▶ **TEXT EXCERPT**
------------------------------------------------------------------------
Where: Kathleen's 5, 325 Nanjing Road (at Huangpi Road)
Starts: Sunday, May 17, 11:30AM
Price: 475RMB includes free-flow Taittinger Champagne (125RMB for kids under 16)
For more local events, visit the Shanghaiist Calendar.

We do love tales of the Jazz Age of Shanghai history, back when the city was rife with life - gangsters, business men, and expats putting on the ritz. And now, with the Shanghai Race Club celebrating its 75th anniversary, we get to re-experience a bit of the glamor of yore.

Byron Constable, the Shanghai-based database marketer who conceived of the celebration, said he had become attracted to the Shanghai Race Club when he found out that Shanghai had originally been planned more or less around a horse racing track: “The absurdity of this attracted me at first. It
even tops Hong Kong in my view. I then started to uncover the amazing stories of the Club and its significance to Shanghai.”

While there will be a historian talking about the club's venerable past at the 75th anniversary celebration on Sunday, Constable agreed to talk a little bit about one of the richest foreign corporations of its time.


Can you tell us about the history of the Shanghai Race Club? We know it was founded 75 years ago, but why and by who?

Technically the Shanghai Race Club as an association has existed since 1848 or ever slightly earlier. Although it was formerly under the name of the Race Committee of the Recreation Club. It became a Club in 1855. One of the main founders of the club was Thomas Chay Beale, a decendant of Thomas Beal (senior) whose firm - after several name changes - became known as Jardine, Matheson and Co.

The 75th anniversary is of the final and most glorious rendition of the Shanghai Race Club. “In March 1934 the new (Shanghai) Race Club opened. The grandstand was thought at the time to be largest in the world, and probably was, while the Race Club, with its marble staircases, teak paneled rooms, oak parquet floors, and its coffee room, which was 100 feet by 47 feet with a huge fireplace, must certainly have ranked as the most sumptuous club of its kind yet built in any country.”

Is there a particularly interesting story from back when the Race Club was in its prime?

From an issue of the China Weekly Review, 13 July 1929:

The Race Club “tiffins” were invariably sumptuous and expensive. Early in 1887 a member formally proposed lowering the cost of tiffin. There was a large meeting of the members to discuss, though no one at the meeting could quite come round to admitting that they liked to be short of champagne. It was pointed out that “the main pleasure of the ladies coming to the races is getting something to eat”. This was a cardinal point. Without the ladies…. Vote was taken. The motion was defeated 100 votes to 4.

We're assuming that the civil war that enveloped China in the late 1940s was probably not kind to its members - what happened to the Race Club after the revolution?
------------------------------------------------------------------------
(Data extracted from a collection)
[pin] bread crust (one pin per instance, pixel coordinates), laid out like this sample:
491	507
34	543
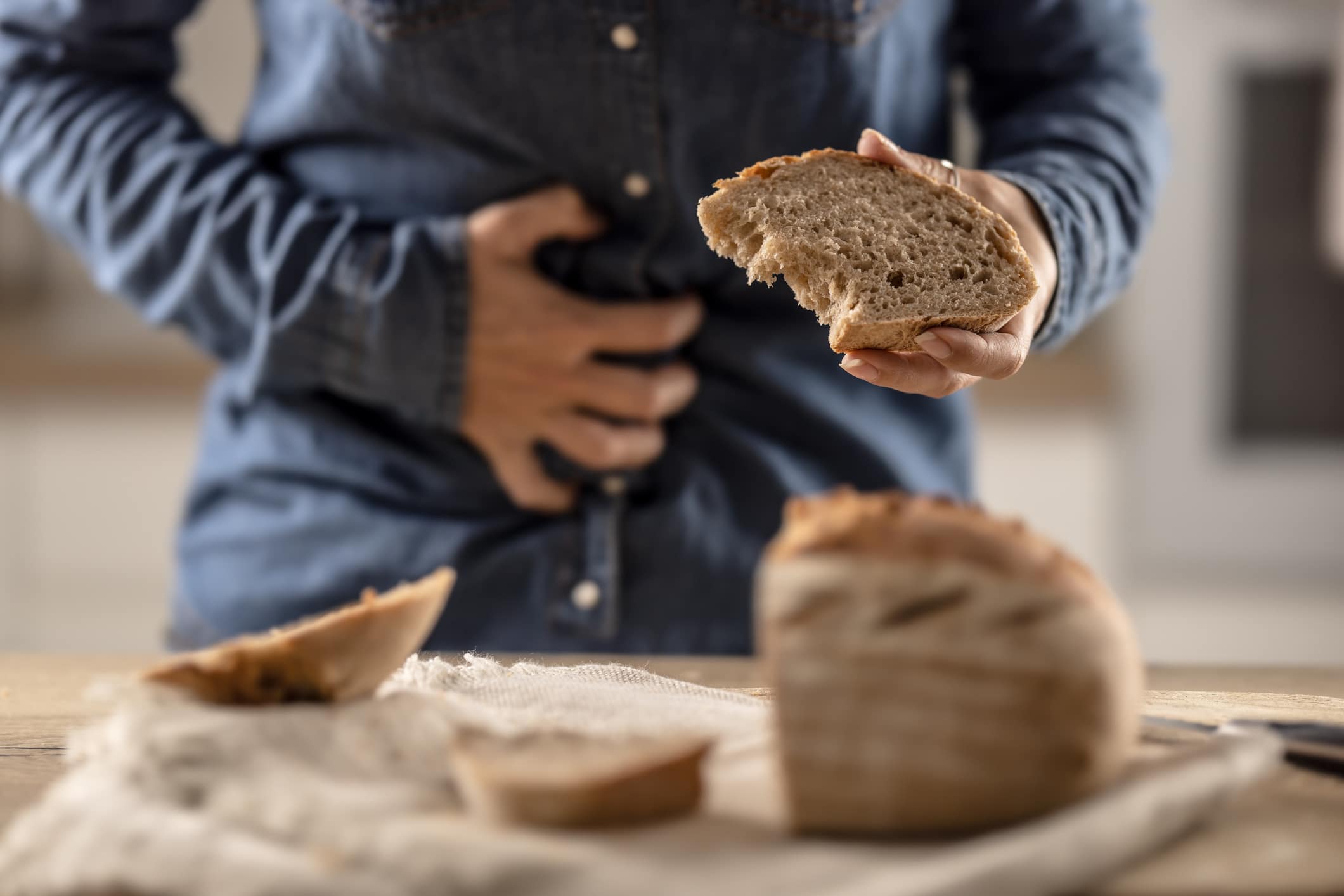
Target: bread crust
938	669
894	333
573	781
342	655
------------------------------------------------------------------------
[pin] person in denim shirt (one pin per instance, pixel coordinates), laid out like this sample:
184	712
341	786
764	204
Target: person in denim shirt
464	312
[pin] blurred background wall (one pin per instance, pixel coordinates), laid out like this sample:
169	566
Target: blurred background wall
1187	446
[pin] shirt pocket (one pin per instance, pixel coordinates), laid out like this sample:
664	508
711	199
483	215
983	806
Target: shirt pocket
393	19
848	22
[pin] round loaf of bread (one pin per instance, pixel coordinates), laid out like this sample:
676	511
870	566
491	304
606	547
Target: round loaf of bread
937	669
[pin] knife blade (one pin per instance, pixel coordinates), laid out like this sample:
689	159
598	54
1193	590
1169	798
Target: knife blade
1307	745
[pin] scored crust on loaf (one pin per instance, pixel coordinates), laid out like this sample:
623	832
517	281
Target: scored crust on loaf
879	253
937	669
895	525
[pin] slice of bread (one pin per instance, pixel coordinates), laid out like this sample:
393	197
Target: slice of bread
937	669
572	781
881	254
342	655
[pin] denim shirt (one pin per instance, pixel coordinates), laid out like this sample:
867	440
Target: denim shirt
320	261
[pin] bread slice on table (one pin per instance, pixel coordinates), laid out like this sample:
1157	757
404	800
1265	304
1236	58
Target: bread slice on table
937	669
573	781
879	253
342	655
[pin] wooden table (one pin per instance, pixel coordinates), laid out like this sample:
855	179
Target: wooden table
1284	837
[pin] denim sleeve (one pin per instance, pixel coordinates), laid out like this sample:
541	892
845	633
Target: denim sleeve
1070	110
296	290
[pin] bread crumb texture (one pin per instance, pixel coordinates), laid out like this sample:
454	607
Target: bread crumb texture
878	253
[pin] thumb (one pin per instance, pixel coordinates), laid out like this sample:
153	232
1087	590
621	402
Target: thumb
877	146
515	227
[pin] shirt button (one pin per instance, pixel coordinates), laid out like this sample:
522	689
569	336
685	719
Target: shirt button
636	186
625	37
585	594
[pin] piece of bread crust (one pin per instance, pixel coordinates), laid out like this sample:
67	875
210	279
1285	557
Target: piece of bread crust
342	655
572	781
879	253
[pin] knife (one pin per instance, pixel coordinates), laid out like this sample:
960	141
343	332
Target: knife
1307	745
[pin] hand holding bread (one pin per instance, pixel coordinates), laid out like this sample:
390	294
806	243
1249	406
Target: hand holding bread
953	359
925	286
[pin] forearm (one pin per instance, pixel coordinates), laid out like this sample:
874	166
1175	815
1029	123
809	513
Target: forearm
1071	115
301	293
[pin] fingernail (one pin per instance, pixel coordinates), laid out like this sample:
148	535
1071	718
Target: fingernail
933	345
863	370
------------------------------------------------------------------------
▶ **WHAT IS ASKED**
[a] In the Shanghai Race Club article, what was the vote on the 1887 motion to lower the cost of tiffin?
[b] According to the Shanghai Race Club article, why did Byron Constable first become attracted to the Shanghai Race Club? Answer in one to three sentences.
[c] Reproduce a passage from the Shanghai Race Club article word for word: begin at the words "Can you tell" and stop after "Matheson and Co.".

▶ **FULL SOLUTIONS**
[a] The motion was defeated 100 votes to 4.

[b] He learned that Shanghai had originally been planned more or less around a horse racing track, and the absurdity of this attracted him. He then began uncovering the club's stories and its significance to Shanghai.

[c]
Can you tell us about the history of the Shanghai Race Club? We know it was founded 75 years ago, but why and by who?

Technically the Shanghai Race Club as an association has existed since 1848 or ever slightly earlier. Although it was formerly under the name of the Race Committee of the Recreation Club. It became a Club in 1855. One of the main founders of the club was Thomas Chay Beale, a decendant of Thomas Beal (senior) whose firm - after several name changes - became known as Jardine, Matheson and Co.